* Your goal: Filter the records below, keeping every line that contains the word "open". Match case exactly.

* Rows:
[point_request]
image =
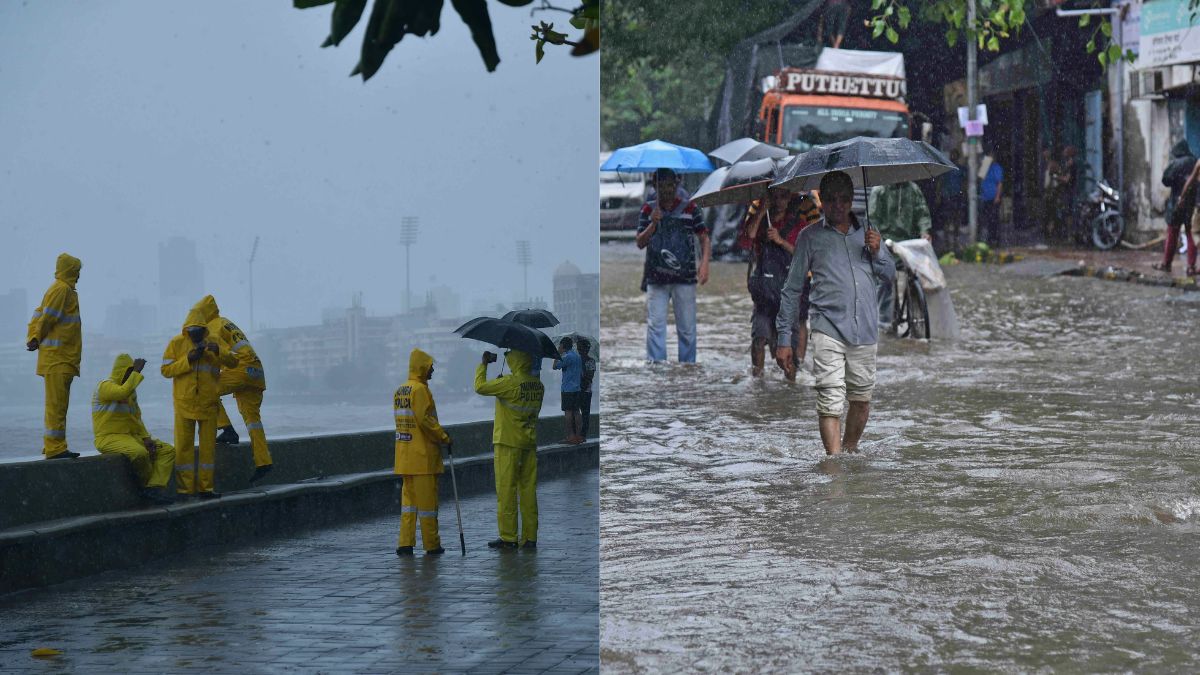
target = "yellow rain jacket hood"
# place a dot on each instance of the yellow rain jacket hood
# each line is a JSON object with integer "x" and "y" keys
{"x": 55, "y": 322}
{"x": 196, "y": 384}
{"x": 114, "y": 405}
{"x": 250, "y": 369}
{"x": 418, "y": 430}
{"x": 517, "y": 401}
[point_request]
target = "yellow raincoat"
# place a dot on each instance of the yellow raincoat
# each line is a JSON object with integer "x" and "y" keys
{"x": 418, "y": 457}
{"x": 59, "y": 332}
{"x": 196, "y": 390}
{"x": 517, "y": 401}
{"x": 515, "y": 436}
{"x": 418, "y": 431}
{"x": 246, "y": 381}
{"x": 57, "y": 323}
{"x": 118, "y": 428}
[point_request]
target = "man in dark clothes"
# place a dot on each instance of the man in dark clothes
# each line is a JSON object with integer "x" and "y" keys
{"x": 1174, "y": 177}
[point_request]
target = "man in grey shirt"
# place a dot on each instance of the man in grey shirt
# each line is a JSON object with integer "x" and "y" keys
{"x": 846, "y": 262}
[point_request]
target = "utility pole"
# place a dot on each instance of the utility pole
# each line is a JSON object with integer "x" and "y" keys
{"x": 525, "y": 258}
{"x": 253, "y": 251}
{"x": 408, "y": 227}
{"x": 972, "y": 141}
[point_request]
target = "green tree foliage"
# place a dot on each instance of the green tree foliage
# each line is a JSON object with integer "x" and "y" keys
{"x": 995, "y": 21}
{"x": 664, "y": 61}
{"x": 390, "y": 21}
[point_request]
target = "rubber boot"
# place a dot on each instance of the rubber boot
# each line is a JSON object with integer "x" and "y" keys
{"x": 757, "y": 357}
{"x": 228, "y": 436}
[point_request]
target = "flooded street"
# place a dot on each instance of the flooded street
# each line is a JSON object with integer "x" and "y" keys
{"x": 1025, "y": 499}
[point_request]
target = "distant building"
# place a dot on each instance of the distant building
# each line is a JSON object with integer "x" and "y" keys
{"x": 445, "y": 302}
{"x": 180, "y": 281}
{"x": 131, "y": 318}
{"x": 15, "y": 312}
{"x": 576, "y": 300}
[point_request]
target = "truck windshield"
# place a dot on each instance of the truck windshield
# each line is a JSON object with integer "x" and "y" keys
{"x": 805, "y": 126}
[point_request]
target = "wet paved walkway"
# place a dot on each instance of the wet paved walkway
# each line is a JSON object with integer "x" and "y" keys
{"x": 336, "y": 599}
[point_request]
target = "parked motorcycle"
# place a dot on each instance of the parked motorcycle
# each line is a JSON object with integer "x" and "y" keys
{"x": 1099, "y": 216}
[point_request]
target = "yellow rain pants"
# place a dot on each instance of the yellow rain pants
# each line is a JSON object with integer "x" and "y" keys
{"x": 195, "y": 473}
{"x": 151, "y": 473}
{"x": 250, "y": 404}
{"x": 419, "y": 500}
{"x": 516, "y": 478}
{"x": 58, "y": 395}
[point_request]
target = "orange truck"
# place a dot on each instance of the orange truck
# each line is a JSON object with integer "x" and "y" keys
{"x": 849, "y": 93}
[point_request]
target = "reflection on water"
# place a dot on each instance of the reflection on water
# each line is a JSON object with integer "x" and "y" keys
{"x": 1024, "y": 499}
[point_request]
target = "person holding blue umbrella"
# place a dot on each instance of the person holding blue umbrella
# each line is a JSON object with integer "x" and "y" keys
{"x": 669, "y": 230}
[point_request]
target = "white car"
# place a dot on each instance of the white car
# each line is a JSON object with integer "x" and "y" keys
{"x": 621, "y": 197}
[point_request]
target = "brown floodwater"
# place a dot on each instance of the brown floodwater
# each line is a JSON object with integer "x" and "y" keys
{"x": 1026, "y": 497}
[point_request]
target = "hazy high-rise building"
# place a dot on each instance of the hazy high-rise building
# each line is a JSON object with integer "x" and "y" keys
{"x": 15, "y": 312}
{"x": 577, "y": 300}
{"x": 445, "y": 302}
{"x": 131, "y": 318}
{"x": 180, "y": 280}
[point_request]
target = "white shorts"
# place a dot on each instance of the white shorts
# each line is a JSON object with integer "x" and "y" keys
{"x": 843, "y": 372}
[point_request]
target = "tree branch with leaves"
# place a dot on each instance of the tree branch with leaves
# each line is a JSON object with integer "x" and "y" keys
{"x": 390, "y": 21}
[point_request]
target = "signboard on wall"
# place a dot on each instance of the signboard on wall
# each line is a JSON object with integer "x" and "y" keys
{"x": 1167, "y": 34}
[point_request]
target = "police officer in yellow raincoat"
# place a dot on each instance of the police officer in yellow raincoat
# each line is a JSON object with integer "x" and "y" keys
{"x": 55, "y": 333}
{"x": 418, "y": 457}
{"x": 515, "y": 438}
{"x": 246, "y": 382}
{"x": 193, "y": 360}
{"x": 118, "y": 428}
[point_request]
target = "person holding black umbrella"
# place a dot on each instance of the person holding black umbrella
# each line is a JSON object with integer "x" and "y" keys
{"x": 515, "y": 438}
{"x": 846, "y": 261}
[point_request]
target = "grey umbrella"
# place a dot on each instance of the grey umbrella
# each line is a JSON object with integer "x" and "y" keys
{"x": 533, "y": 318}
{"x": 869, "y": 161}
{"x": 738, "y": 184}
{"x": 748, "y": 149}
{"x": 509, "y": 335}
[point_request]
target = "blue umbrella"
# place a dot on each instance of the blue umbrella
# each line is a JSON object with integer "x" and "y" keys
{"x": 652, "y": 155}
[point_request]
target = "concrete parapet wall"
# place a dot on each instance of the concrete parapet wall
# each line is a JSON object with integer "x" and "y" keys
{"x": 39, "y": 491}
{"x": 53, "y": 551}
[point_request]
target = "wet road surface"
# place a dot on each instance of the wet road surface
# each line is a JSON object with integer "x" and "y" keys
{"x": 1026, "y": 499}
{"x": 336, "y": 601}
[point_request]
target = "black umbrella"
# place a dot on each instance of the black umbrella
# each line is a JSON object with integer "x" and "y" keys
{"x": 869, "y": 161}
{"x": 509, "y": 335}
{"x": 533, "y": 318}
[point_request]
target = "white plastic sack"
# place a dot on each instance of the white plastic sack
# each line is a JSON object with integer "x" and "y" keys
{"x": 918, "y": 255}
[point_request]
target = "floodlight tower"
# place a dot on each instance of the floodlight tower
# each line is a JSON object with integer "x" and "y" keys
{"x": 525, "y": 258}
{"x": 408, "y": 228}
{"x": 253, "y": 251}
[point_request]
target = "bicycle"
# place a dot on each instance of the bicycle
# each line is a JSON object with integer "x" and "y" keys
{"x": 910, "y": 317}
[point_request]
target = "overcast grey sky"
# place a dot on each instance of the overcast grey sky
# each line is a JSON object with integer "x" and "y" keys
{"x": 125, "y": 123}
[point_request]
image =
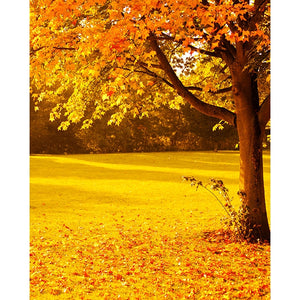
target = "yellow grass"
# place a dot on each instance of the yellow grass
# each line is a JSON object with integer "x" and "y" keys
{"x": 125, "y": 226}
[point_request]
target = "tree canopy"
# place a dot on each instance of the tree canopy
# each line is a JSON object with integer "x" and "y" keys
{"x": 88, "y": 57}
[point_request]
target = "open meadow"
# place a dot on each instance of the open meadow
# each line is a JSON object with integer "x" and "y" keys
{"x": 126, "y": 226}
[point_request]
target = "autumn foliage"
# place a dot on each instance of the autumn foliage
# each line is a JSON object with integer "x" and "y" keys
{"x": 129, "y": 228}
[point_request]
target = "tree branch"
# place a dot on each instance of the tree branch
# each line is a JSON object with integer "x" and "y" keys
{"x": 220, "y": 91}
{"x": 208, "y": 109}
{"x": 264, "y": 113}
{"x": 165, "y": 36}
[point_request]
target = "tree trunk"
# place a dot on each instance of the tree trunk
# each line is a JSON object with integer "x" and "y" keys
{"x": 250, "y": 132}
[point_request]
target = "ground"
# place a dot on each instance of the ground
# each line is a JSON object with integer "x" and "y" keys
{"x": 125, "y": 226}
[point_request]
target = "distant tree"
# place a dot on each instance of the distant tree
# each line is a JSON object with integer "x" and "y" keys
{"x": 138, "y": 55}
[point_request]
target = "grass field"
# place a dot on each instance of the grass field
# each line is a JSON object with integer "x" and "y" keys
{"x": 125, "y": 226}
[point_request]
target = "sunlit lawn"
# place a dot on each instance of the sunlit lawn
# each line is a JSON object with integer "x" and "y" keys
{"x": 125, "y": 226}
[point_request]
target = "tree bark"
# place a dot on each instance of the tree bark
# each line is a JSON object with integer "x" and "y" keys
{"x": 250, "y": 120}
{"x": 250, "y": 131}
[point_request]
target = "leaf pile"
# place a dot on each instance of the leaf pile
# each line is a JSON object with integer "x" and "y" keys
{"x": 145, "y": 258}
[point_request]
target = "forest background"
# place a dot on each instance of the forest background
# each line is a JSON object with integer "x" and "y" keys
{"x": 15, "y": 150}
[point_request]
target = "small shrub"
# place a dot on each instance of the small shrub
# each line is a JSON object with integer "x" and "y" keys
{"x": 235, "y": 221}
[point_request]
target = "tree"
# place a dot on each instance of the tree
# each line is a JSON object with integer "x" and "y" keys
{"x": 135, "y": 56}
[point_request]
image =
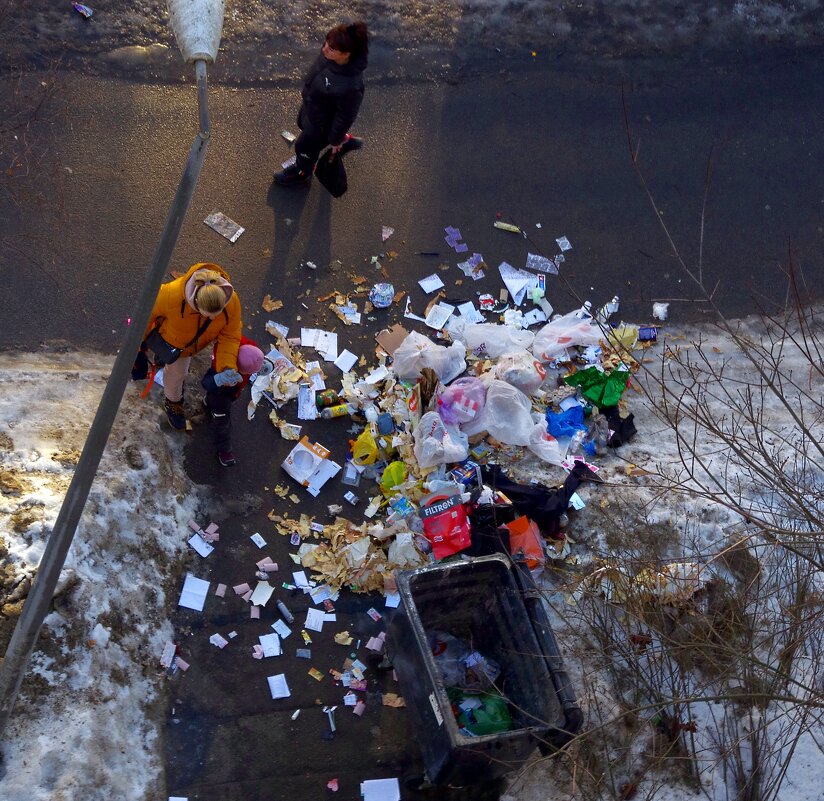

* Complete answer:
target = "open meadow"
# place a dot on each instance of the open meadow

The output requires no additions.